Exercise materials –
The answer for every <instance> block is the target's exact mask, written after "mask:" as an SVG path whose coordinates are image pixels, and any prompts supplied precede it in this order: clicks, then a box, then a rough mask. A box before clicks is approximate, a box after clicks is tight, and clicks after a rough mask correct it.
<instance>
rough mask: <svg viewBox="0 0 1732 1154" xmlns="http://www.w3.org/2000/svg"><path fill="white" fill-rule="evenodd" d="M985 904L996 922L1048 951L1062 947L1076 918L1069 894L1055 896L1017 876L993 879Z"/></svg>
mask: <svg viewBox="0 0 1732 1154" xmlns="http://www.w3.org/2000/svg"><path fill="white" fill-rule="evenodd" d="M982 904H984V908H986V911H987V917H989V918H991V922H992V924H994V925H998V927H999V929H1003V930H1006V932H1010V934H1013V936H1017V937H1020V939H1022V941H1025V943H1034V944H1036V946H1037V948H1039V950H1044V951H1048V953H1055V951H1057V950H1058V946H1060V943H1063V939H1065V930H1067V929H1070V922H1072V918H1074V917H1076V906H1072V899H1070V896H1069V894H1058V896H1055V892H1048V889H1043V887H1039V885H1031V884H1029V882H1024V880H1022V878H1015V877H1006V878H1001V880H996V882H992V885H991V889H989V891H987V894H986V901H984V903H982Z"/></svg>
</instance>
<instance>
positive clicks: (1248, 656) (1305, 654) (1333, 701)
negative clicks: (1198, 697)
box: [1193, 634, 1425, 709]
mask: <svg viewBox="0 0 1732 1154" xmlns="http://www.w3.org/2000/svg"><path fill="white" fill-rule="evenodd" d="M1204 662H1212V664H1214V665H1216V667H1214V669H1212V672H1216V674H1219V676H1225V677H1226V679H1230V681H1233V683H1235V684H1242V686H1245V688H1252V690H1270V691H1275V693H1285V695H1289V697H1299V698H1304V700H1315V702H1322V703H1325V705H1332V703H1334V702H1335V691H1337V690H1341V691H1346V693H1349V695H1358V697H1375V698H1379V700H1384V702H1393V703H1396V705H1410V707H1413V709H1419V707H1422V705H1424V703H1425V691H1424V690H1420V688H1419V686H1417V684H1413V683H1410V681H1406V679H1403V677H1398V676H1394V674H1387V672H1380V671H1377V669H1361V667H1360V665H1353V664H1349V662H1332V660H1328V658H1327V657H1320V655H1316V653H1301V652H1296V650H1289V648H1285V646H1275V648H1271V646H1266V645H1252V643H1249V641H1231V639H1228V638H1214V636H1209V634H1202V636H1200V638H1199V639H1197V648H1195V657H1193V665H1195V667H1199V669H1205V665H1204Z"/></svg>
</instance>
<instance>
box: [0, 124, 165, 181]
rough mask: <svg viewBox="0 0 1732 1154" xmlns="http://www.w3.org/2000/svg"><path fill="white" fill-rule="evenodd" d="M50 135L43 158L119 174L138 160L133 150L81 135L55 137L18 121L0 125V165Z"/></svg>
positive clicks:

Exercise description – Copy out the material, keeping every line exactly as it is.

Solution to this task –
The answer for every <instance> block is the target's exact mask, written after "mask:" as an SVG path whose coordinates are image pixels, and any prompts supplied precede it in this order: clicks, then a box, then a rough mask. A box before clicks is approximate, a box after clicks is tight, and clicks after a rough mask correct it.
<instance>
rough mask: <svg viewBox="0 0 1732 1154" xmlns="http://www.w3.org/2000/svg"><path fill="white" fill-rule="evenodd" d="M985 904L996 922L1048 951L1062 947L1076 918L1069 894L1055 896L1017 876L993 879Z"/></svg>
mask: <svg viewBox="0 0 1732 1154" xmlns="http://www.w3.org/2000/svg"><path fill="white" fill-rule="evenodd" d="M982 904H984V908H986V911H987V917H989V918H991V922H992V924H994V925H998V927H999V929H1003V930H1006V932H1010V934H1013V936H1017V937H1020V939H1022V941H1025V943H1034V944H1036V946H1037V948H1039V950H1044V951H1048V953H1055V951H1057V950H1058V946H1060V943H1063V939H1065V930H1067V929H1070V922H1072V918H1074V917H1076V906H1072V899H1070V896H1069V894H1058V896H1055V892H1048V889H1043V887H1039V885H1031V884H1029V882H1024V880H1022V878H1015V877H1006V878H1001V880H996V882H992V885H991V889H989V891H987V894H986V901H984V903H982Z"/></svg>
</instance>
<instance>
positive clicks: (1248, 656) (1305, 654) (1333, 701)
negative clicks: (1198, 697)
box: [1193, 634, 1425, 709]
mask: <svg viewBox="0 0 1732 1154" xmlns="http://www.w3.org/2000/svg"><path fill="white" fill-rule="evenodd" d="M1204 662H1212V664H1214V665H1216V667H1214V669H1212V672H1216V674H1219V676H1225V677H1226V679H1230V681H1233V683H1235V684H1242V686H1245V688H1252V690H1270V691H1275V693H1285V695H1289V697H1299V698H1304V700H1315V702H1322V703H1325V705H1332V703H1334V702H1335V691H1337V690H1341V691H1346V693H1349V695H1358V697H1375V698H1379V700H1384V702H1393V703H1396V705H1410V707H1413V709H1419V707H1422V705H1424V703H1425V691H1424V690H1420V688H1419V686H1417V684H1413V683H1410V681H1406V679H1403V677H1398V676H1394V674H1387V672H1380V671H1377V669H1361V667H1360V665H1353V664H1349V662H1332V660H1328V658H1327V657H1320V655H1316V653H1301V652H1296V650H1289V648H1285V646H1275V648H1271V646H1266V645H1252V643H1249V641H1231V639H1228V638H1214V636H1209V634H1202V636H1200V638H1199V639H1197V648H1195V657H1193V665H1195V667H1199V669H1205V665H1204Z"/></svg>
</instance>
<instance>
box: [0, 124, 165, 181]
rough mask: <svg viewBox="0 0 1732 1154" xmlns="http://www.w3.org/2000/svg"><path fill="white" fill-rule="evenodd" d="M50 135L43 158L119 174L138 160L133 150L81 135L55 137L18 121L0 125V165Z"/></svg>
positive clicks:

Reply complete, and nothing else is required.